== Source excerpt ==
^^^^^^^^^^^^^^^^

Re: Modeling acronym and abbreviation Labels scenario

On 24/02/2013 21:23, Antoine Isaac wrote:
> Dear Stella,
>
> I am not sure I see the small correction you wanted to make...
Your version had "</skos:prefLabel>" where you intended " 
</skos:altLabel>" - just a slip of the keyboard.
>
> You are right on what happens if "Triple DES" and "3DES" are 
> represented as altLabel both. And I agree it may well not matter for 
> the scenario at hand!
>
> As for whether 3DES is a notation or not, I have (and SKOS makes) no 
> strong opinion about it. In fact I was considering the pattern used in 
> the example I have sent later
> http://id.loc.gov/vocabulary/cryptographicHashFunctions/sha-256
> were "SHA-256" is a notation, and it seems to me quite similar to 3DES.
I don't know enough about either of these use cases to advise. And my 
doubts come not from requirements in SKOS, but from expectations in the 
world of KOS users about the typical function of a notation.

^^^^^^^^^^^^^^^^

== Challenge A ==
Retype the records starting at the line containing "One point belongs on each instance of the green meadow." and ending at the last line of the records. Omit the pictures from your answer.
The message thread and the records that follow it come from unrelated sources.

^^^^^^^^^^^^^^^^

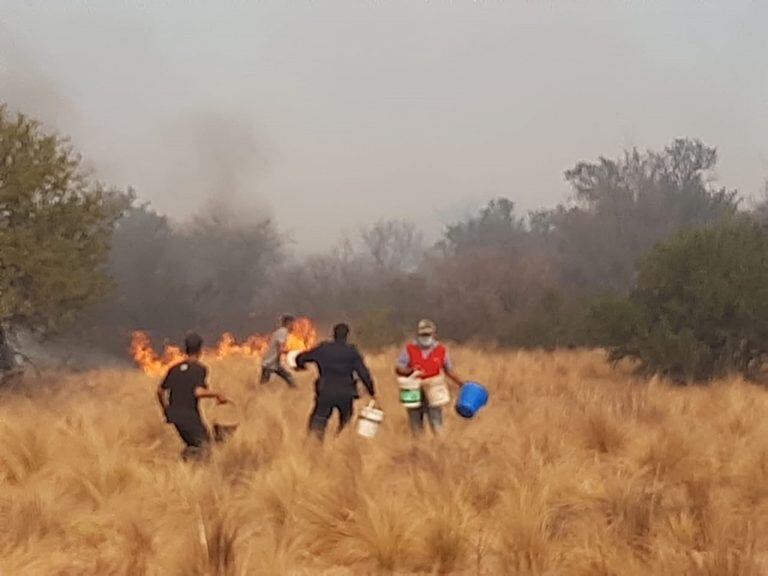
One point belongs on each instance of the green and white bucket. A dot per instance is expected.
(410, 392)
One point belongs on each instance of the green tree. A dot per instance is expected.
(700, 305)
(623, 207)
(55, 227)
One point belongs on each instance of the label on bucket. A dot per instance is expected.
(410, 396)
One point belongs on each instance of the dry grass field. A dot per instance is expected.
(572, 468)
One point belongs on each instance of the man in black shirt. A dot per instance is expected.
(179, 394)
(339, 365)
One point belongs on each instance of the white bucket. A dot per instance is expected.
(437, 392)
(369, 421)
(290, 359)
(410, 391)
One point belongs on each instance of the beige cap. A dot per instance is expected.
(426, 327)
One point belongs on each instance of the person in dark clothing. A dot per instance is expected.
(339, 365)
(179, 394)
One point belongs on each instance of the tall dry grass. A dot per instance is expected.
(573, 468)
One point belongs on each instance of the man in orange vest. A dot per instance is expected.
(425, 358)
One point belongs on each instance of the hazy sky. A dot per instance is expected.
(329, 115)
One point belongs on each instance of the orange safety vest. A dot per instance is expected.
(431, 365)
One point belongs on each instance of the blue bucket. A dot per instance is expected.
(472, 397)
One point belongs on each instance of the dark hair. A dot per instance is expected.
(193, 344)
(341, 332)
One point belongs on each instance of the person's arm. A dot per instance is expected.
(282, 342)
(201, 392)
(448, 369)
(162, 395)
(162, 398)
(305, 358)
(403, 366)
(364, 374)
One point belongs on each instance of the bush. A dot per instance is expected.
(700, 305)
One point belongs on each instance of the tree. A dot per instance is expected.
(700, 306)
(394, 245)
(55, 227)
(624, 207)
(496, 226)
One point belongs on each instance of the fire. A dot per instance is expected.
(303, 337)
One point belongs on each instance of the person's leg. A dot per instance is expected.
(435, 418)
(195, 437)
(287, 376)
(416, 420)
(318, 420)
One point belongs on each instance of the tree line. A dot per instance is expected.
(649, 257)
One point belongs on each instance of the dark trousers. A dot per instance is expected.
(194, 434)
(266, 375)
(416, 417)
(325, 404)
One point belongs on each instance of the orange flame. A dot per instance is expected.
(303, 337)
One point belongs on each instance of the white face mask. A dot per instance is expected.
(426, 341)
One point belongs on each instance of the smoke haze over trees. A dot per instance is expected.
(515, 279)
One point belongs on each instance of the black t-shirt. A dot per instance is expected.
(181, 381)
(338, 364)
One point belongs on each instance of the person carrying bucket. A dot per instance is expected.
(423, 366)
(339, 365)
(179, 395)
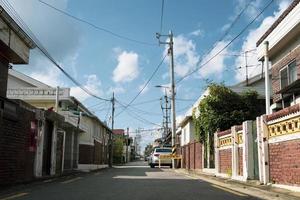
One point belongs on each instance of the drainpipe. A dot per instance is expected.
(267, 81)
(57, 99)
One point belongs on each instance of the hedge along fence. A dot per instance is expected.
(279, 147)
(234, 152)
(192, 156)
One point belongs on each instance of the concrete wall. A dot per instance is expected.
(187, 133)
(17, 159)
(293, 54)
(3, 76)
(279, 152)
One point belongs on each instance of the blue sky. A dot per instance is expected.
(104, 63)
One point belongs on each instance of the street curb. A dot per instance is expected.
(239, 187)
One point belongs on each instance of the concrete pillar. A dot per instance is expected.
(3, 76)
(38, 162)
(216, 145)
(248, 159)
(208, 151)
(53, 149)
(259, 148)
(263, 150)
(72, 149)
(234, 152)
(267, 81)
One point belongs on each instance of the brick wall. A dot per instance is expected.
(240, 161)
(3, 76)
(295, 54)
(225, 161)
(284, 159)
(98, 153)
(192, 155)
(86, 154)
(16, 161)
(198, 160)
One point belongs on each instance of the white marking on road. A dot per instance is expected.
(192, 177)
(131, 166)
(49, 180)
(229, 190)
(71, 180)
(15, 196)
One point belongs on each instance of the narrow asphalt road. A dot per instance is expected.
(134, 181)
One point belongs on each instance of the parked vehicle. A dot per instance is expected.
(154, 157)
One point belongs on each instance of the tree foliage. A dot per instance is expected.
(118, 149)
(223, 108)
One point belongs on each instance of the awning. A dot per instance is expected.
(290, 89)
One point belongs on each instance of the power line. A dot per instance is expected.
(162, 15)
(44, 51)
(144, 102)
(136, 116)
(145, 85)
(229, 43)
(96, 26)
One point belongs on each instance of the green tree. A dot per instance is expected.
(223, 108)
(118, 149)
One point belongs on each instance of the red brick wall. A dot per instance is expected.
(86, 154)
(192, 156)
(98, 153)
(284, 159)
(16, 161)
(240, 161)
(295, 54)
(198, 160)
(225, 161)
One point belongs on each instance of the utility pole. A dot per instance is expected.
(166, 117)
(111, 133)
(172, 80)
(127, 142)
(246, 65)
(267, 81)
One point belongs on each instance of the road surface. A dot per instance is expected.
(134, 181)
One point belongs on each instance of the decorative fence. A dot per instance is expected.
(235, 152)
(279, 147)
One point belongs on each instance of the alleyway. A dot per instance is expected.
(133, 181)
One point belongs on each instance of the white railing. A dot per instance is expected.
(37, 93)
(71, 118)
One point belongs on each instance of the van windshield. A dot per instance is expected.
(164, 150)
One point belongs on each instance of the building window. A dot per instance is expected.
(288, 75)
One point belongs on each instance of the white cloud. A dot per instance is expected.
(145, 89)
(253, 8)
(127, 68)
(117, 90)
(216, 65)
(197, 32)
(251, 39)
(51, 76)
(57, 33)
(93, 84)
(185, 55)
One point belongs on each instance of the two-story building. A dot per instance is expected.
(82, 131)
(17, 118)
(279, 132)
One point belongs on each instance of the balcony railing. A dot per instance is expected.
(72, 119)
(37, 93)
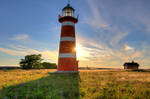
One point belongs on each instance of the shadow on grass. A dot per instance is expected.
(55, 86)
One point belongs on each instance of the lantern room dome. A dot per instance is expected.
(68, 11)
(68, 7)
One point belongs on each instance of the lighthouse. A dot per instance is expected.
(67, 61)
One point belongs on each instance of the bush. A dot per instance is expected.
(31, 61)
(47, 65)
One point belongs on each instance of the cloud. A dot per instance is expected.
(116, 39)
(96, 19)
(12, 52)
(19, 37)
(128, 48)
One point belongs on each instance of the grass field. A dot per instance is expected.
(88, 84)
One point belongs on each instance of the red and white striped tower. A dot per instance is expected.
(67, 54)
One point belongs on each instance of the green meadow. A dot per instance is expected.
(87, 84)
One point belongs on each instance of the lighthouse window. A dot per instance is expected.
(68, 12)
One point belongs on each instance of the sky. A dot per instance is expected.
(109, 32)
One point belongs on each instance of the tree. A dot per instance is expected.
(31, 61)
(48, 65)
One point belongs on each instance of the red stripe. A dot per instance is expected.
(68, 31)
(67, 47)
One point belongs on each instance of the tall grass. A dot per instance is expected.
(95, 84)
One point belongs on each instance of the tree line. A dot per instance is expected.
(34, 61)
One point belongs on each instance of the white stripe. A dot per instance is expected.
(67, 39)
(67, 23)
(67, 55)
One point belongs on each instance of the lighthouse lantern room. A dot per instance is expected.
(67, 48)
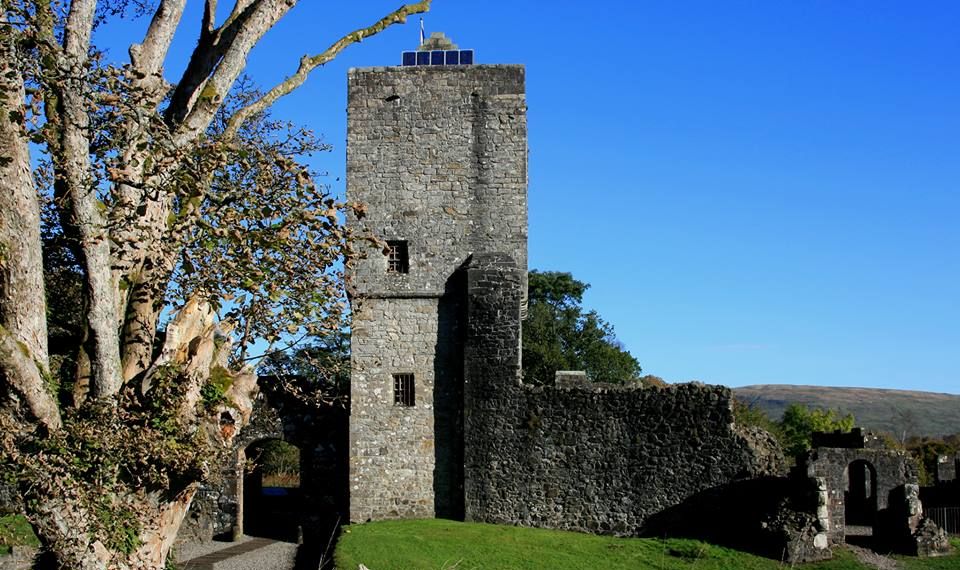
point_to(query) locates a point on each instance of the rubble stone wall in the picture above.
(437, 156)
(590, 458)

^^^^^^^^^^^^^^^^

== Challenge B ==
In the message thread on modeling acronym and abbreviation labels, what is treated as a notation in the example linked there?

== Task answer A ==
One point belongs on each instance of the green meadow. A dot per instance is expected.
(87, 84)
One point belongs on each instance of the lighthouse window. A dot per instance is expected.
(68, 12)
One point belongs on each instance of the sky. A dot per instance is expected.
(109, 32)
One point belongs on each instance of the tree. A dot per instance is expected.
(31, 61)
(48, 65)
One point belongs on each instance of the red stripe. A dot per instance is expected.
(68, 31)
(67, 47)
One point belongs on each instance of the tall grass. A dot per instance is expected.
(95, 84)
One point belongs on each instance of the tree line. A dot per instance is expected.
(34, 61)
One point belongs on each instance of the white stripe. A dot per instance is expected.
(67, 39)
(67, 23)
(67, 55)
One point belongs on each instance of the lighthouse lantern room. A dot per instance is expected.
(67, 48)
point_to(query) locates a point on each instance of the rubble stone wall in the picture above.
(437, 156)
(590, 458)

== Task answer B ==
SHA-256